Parts of the exercise =
A) In the excerpt on decolonising pedagogy, what could students review as partners?
B) Please count the lines of the records that contain the word "beach", and reply with the number alone.

Text extract =
■ ■ ■ ■ ■
A fruitful way of decolonising pedagogy could also be to encourage students to become active co-creators in their journey of learning by leaving space in curricula for students to shape it. This might take a staggered approach for greater collaboration depending on the year group, but a starting point might be for students to choose a topic they are interested in and explore it further based on their economic realities. There could also be a week devoted to a student chosen topic or a group project could be set where students are responsible for collecting, synthesising and using their lived experiences to contextualise the content. Another possible avenue to include students as co-creators, is to involve them as partners in reviewing existing courses and modules to identify where changes could fruitfully be made, as well as partners in wider curriculum development processes.

It is far too easy to forget that students play an integral role in the decolonising process. It would be doing them a disservice to not value students as essential  to this process. Importantly, while students can be partners, we should also be aware of the difficulties that come along with this and seek to encourage open dialogue about some of the burdens student activists face as they challenge the university as an institution.

How do we assess and why?
■ ■ ■ ■ ■
Supplied records =
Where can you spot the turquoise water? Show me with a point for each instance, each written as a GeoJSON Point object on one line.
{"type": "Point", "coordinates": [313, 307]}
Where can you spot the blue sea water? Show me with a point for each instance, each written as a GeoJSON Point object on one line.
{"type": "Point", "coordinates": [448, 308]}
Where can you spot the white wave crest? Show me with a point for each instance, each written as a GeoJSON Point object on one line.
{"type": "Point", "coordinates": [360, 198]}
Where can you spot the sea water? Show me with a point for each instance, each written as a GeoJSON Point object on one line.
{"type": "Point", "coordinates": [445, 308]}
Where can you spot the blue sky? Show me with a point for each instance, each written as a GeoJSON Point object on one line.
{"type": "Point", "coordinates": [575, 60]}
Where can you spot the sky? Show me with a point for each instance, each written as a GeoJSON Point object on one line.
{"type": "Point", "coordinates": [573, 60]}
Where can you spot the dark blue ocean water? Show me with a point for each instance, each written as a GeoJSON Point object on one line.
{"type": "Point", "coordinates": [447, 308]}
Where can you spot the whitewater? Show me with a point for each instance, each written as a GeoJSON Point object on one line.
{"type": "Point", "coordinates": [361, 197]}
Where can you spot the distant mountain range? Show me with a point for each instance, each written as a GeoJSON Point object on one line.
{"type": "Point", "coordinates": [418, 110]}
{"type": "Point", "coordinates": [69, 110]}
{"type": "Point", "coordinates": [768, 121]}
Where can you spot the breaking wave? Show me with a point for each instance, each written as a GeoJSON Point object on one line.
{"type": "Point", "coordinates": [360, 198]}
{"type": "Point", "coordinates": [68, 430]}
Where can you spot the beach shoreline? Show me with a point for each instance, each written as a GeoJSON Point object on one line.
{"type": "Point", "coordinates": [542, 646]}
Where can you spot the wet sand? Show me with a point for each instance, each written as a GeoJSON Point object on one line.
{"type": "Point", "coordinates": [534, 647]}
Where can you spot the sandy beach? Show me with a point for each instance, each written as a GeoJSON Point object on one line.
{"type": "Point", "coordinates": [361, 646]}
■ ■ ■ ■ ■
Full solutions =
A) Existing courses and modules, to identify where changes could fruitfully be made.

B) 2